SET TASKS →
a) In the workout account, how many spotters did Glen Ross ask for?
b) Echo the stretch of the workout account from "Keep moving. Grab" through "Not the gloom.".
c) Carry on the workout account from the point where it stops.

TEXT →

╭──

Grab coupons and mosey to the football field. Line up approximately 100 yards from the goal post. Throw your coupon. Lunge walk (clapping between the legs. Let’s get those knees low) to the coupon. 5 Bobby Hurley’s. Throw it again. Lunge walk. 6 merkins. Throw it again. McaFee already had a 10 yard lead. I reminded the pax to watch out for those ahead….let’s not hit any pax with a flying coupon. 7 Bobby’s. Throw. Lunge. 8 merkins. “Hey guys in the middle. Watch out for the lacrosse goal. Don’t wanna hit that with a coupon. We don’t want our coupons looking like the Carpenter’s dojo.” Throw. Lunge. Clank. Coupon off the goal. Right on time.
“Whoops. Sorry Zoo. My coupon hit the goal and crumbled. I’ll go get another one.”
“Yeah. We heard it. Sorry Scratch. I should’ve warned you. That’s on me. 🙄”
All got to the goal post and did 10 merkins. You would’ve gone down to 9 Bobby’s if you needed another toss.
Keep moving. Grab coupon. Mosey behind goal post to a steep but short-ish Hill. 15 curls. Drop coupons.
Bear crawl down the hill. 4 boyos.
Crawl-bear up the hill. Theses baby’s are tough. All upper body. Lots of slipping. Sperry’s are made for the seas. Not the gloom.
3 boyos. Bear crawl down… 2boyos… Crawl bear up… One Burpee… Bear crawl down… Sprint up
Whoa. McAfee gave us a 12 count.
25 Curls. Pepperoni is on his 2nd post, so I asked him to lead us in the count because I couldn’t breathe, and because I’m getting him to VQ soon.
Keep moving. 6 pax plank. 6 partners put a coupon on their back and spot them. Shoot for 10 merkins. Some did more. All did at least 10. Rinse and repeat and switch. I asked for one more set. Glen Ross asked for 2 spotters. He wanted the double mac with cheese. The “Royale with Cheese.” Look at the big biceps on Glen! Others followed suit. YHC did too. Woof. Keep moving.

╰──

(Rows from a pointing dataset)
╭──

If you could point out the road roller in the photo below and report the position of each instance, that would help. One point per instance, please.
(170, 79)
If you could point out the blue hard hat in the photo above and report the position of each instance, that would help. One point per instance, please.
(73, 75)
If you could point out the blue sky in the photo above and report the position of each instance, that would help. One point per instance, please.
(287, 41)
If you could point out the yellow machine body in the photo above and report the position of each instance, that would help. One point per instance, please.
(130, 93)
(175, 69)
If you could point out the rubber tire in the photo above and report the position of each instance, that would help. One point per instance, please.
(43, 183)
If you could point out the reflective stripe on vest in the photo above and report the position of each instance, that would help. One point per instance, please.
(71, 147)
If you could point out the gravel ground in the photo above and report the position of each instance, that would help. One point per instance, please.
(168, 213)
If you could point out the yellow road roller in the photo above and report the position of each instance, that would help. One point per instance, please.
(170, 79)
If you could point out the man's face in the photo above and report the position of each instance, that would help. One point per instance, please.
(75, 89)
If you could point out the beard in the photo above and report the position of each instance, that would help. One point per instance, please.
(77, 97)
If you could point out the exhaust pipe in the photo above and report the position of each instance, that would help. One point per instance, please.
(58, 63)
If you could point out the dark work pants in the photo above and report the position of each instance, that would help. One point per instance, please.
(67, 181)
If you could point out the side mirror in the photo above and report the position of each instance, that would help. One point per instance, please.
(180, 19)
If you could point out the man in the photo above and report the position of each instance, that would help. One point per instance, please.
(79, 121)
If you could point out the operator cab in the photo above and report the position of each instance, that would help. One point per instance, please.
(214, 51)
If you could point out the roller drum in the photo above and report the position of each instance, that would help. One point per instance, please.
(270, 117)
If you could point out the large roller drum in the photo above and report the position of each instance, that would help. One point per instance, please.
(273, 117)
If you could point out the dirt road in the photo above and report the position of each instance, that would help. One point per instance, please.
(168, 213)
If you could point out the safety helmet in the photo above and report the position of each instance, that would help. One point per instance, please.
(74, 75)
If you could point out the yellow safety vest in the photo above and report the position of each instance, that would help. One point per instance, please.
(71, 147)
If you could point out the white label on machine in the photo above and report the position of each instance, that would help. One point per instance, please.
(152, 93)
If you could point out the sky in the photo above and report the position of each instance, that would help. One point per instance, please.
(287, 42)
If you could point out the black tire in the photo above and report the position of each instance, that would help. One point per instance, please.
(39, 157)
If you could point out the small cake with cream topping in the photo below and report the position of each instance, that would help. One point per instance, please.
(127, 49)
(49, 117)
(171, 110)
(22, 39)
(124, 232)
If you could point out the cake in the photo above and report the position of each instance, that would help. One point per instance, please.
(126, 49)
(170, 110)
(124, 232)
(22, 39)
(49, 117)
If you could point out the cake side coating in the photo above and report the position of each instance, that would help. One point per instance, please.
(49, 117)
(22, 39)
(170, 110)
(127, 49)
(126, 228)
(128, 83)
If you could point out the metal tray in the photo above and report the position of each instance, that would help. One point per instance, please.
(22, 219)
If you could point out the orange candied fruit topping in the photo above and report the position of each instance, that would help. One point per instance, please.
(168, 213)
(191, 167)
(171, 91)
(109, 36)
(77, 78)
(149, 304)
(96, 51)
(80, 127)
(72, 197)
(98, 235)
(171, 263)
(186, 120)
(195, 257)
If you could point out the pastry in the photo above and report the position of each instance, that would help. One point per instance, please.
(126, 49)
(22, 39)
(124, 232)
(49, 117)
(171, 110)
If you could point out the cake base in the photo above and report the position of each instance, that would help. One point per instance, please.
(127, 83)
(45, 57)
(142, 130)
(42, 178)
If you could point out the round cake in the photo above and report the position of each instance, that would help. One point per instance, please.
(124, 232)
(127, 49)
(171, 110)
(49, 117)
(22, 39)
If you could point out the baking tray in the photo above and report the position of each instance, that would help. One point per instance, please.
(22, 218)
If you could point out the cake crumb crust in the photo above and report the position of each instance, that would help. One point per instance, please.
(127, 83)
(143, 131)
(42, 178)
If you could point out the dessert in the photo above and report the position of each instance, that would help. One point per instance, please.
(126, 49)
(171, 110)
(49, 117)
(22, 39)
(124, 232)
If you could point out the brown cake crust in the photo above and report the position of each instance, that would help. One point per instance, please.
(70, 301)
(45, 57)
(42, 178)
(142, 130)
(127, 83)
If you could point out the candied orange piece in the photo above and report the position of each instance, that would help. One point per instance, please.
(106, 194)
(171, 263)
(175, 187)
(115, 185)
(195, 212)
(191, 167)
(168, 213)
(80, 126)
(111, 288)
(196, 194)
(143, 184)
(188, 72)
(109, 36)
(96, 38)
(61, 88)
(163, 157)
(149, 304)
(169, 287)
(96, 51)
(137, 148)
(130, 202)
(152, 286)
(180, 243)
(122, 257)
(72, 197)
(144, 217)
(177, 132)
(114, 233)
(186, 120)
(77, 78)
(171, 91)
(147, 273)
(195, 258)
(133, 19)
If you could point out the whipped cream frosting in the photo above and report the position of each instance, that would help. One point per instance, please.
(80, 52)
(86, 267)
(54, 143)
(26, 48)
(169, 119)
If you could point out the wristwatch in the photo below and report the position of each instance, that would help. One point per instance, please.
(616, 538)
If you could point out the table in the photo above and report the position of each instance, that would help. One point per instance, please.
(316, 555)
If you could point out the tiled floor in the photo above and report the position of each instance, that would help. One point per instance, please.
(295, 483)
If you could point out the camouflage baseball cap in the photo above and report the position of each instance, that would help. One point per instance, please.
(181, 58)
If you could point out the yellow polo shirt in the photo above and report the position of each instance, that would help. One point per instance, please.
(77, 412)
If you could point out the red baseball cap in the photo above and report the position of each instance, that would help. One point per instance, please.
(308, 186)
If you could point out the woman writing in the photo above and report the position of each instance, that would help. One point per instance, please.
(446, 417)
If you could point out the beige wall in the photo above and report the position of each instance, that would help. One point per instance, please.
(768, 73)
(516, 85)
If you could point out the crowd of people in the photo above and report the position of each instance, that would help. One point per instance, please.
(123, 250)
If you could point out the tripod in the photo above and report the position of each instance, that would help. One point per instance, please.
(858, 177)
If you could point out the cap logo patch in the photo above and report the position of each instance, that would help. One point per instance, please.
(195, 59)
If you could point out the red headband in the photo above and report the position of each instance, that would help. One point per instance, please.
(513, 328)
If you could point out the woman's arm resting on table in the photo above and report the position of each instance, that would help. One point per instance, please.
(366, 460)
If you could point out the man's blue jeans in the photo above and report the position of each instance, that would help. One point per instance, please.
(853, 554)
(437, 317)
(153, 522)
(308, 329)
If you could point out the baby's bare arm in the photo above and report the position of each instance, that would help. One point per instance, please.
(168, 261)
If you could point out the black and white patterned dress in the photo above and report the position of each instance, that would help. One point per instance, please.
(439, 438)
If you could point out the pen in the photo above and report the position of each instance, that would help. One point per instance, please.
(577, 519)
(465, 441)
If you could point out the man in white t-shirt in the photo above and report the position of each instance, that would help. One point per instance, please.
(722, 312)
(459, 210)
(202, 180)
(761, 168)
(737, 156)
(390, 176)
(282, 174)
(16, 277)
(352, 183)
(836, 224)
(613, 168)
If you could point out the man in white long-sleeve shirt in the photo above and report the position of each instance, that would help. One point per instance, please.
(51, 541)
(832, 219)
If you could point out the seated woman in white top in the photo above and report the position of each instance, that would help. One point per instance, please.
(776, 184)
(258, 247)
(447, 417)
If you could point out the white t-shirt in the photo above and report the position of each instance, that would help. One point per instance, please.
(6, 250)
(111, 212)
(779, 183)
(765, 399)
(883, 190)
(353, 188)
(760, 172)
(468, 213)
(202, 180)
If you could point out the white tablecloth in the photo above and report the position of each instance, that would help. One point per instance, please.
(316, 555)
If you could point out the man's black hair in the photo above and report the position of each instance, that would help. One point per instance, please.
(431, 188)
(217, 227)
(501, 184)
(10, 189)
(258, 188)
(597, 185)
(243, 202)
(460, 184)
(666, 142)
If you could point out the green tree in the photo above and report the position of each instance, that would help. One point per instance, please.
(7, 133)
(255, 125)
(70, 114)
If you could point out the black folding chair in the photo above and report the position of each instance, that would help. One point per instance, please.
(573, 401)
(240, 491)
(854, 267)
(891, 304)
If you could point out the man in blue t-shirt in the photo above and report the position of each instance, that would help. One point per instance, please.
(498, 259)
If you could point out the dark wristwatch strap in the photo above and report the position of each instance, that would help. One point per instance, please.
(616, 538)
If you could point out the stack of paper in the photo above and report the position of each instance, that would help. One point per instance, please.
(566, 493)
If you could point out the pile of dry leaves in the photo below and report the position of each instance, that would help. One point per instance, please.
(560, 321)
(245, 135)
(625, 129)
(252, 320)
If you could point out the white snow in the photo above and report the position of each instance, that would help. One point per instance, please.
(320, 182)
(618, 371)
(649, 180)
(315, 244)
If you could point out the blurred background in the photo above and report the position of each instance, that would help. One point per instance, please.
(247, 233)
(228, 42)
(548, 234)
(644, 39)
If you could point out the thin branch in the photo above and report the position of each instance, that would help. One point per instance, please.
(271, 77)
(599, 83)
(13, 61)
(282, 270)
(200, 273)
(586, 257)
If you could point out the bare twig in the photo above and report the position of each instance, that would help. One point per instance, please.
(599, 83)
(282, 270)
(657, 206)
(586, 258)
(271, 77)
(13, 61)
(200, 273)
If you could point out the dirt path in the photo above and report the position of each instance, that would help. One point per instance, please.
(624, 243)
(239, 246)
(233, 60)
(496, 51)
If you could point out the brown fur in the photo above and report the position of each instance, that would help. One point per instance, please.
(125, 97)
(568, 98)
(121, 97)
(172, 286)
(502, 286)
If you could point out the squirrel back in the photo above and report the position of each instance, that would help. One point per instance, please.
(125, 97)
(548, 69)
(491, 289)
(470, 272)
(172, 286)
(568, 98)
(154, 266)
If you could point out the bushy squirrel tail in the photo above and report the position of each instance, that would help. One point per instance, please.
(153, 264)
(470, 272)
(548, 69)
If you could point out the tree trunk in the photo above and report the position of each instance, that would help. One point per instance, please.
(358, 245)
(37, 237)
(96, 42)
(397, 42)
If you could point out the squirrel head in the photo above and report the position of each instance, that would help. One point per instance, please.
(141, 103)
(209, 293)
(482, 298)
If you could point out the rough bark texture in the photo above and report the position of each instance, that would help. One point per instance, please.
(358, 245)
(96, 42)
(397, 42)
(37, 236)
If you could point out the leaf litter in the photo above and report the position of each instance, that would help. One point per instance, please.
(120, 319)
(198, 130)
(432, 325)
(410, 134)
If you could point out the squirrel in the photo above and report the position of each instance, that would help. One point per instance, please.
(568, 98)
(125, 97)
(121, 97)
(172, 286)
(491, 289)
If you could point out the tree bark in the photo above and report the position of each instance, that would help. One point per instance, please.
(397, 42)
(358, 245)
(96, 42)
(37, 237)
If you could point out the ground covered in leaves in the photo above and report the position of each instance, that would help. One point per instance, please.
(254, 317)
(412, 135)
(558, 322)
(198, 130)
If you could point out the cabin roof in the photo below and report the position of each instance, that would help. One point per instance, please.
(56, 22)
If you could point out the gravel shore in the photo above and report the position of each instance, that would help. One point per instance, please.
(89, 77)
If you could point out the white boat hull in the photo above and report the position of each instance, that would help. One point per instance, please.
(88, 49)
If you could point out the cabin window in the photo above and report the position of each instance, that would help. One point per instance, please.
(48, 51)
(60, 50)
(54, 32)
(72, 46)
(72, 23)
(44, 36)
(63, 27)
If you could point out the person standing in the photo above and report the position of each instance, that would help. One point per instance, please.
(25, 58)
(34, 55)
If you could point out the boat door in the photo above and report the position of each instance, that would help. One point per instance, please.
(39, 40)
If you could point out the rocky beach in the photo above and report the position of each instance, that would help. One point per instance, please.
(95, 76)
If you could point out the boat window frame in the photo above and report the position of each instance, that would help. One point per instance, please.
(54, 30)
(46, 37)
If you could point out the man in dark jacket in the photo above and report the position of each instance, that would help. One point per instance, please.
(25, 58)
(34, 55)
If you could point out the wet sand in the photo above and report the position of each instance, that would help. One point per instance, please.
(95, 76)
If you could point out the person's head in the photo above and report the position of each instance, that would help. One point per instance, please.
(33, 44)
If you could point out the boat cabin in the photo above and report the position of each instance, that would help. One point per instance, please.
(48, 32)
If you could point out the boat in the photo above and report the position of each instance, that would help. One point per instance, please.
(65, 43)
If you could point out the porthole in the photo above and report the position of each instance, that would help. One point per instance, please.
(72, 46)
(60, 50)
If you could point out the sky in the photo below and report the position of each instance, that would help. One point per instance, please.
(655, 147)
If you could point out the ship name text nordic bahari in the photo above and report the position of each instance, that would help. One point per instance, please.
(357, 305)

╰──

ANSWERS GIVEN →
a) Two spotters.

b)
Keep moving. Grab coupon. Mosey behind goal post to a steep but short-ish Hill. 15 curls. Drop coupons.
Bear crawl down the hill. 4 boyos.
Crawl-bear up the hill. Theses baby’s are tough. All upper body. Lots of slipping. Sperry’s are made for the seas. Not the gloom.

c)
It wouldn’t be a Zoo Q if you weren’t staring into another partner’s eyes at some point. That point is now. Grab a partner. Elbow plank across from each other. 30 yards apart. Stare into each other’s eyes. Inchworm plank crawl. When I say 1-move elbows up. Feet stay put. 2- move elbows further up. Engage core. 3- move elbows up as far as possible and make a fist. Hold plank for 5 count. Go to downward dog. Re-engage elbow plank. Rinse and repeat until you meet your mate. We added some Merkins along the way…met in the middle and did 15 booyah merkins. Well done. I know you’re itchy. Sorry. But you’re better too.
More pop culture. “Everyone seen this burpee record this mum in Australia broke?”
Pax – huh? Mum? You mean mom? What are you talking about? Who’s Australia? Where’d you see that?”
“I saw it on twitter”
Pax – “what’s twitter?”
McAfee “It’s BS. It’s not even a burpee. Let me show you. It’s easy. And do you guys at the Mutt have cell phones or WiFi?”
OK. Demonstration done. Thanks Mac. Set the timer for one minute. I explained to the pax that she did a little over 25 of these babies for 60 minutes. Let’s see how many of us can do 25 in a minute. Some did 25… some did less. McAfee and Swifty did 45…We all agreed that whatever you want to call it… That – that was one hell of a record! Good on ya bloke!
Couldn’t let the pax end on Aussie mum burpees so we did 8 boyos and returned the coupons. Circle up
Check Slack. Glenn Ross has called Tuesday national ride your bike to an AO day. He even brought me a pump to tune my bike up. HIM. Then McAfee explained to the pax the concept of the Ghost Flag and encouraged everyone to get out of their comfort zone and visit a black ops or another AO.
Intentions made for those who need healing, patience, and help. I asked everyone to take a deep breath and think of someone in their life that needed a lift. Challenged the boys to be that person today that gives them their lift. Said a few more words and we were done.
Doug the shovel flags out of the ground and placed them in my car. McAfee grabbed the ghost flag – and after a few moments of Banter- he left for his car.
Z-“Hold up there bud. Where ya going with that ghost flag?”
M-“Taking it back to the posh where it’ll sit in perpetuity.”
Z-“How about you leave it here. There’s lots of Mutters who have no idea what the ghost flag is. We’ve had a ton of fun with it in the past, and I feel like it’s lost it’s luster. It needs a refresh. The Mutters need to be educated. We need to reboot this thing.”
M- “Gee. I dunno. Star Child makes up all the ghost flag rules as he goes, and he may scold me when I get back out east to the posh. I even heard a rumor that he made up all kindsa rules when you Mutters legitimately stole the ghost flag while running to the O. And him and his mini-van mafia just yanked it from ya. He’s unpredictable. It seems kinda risky.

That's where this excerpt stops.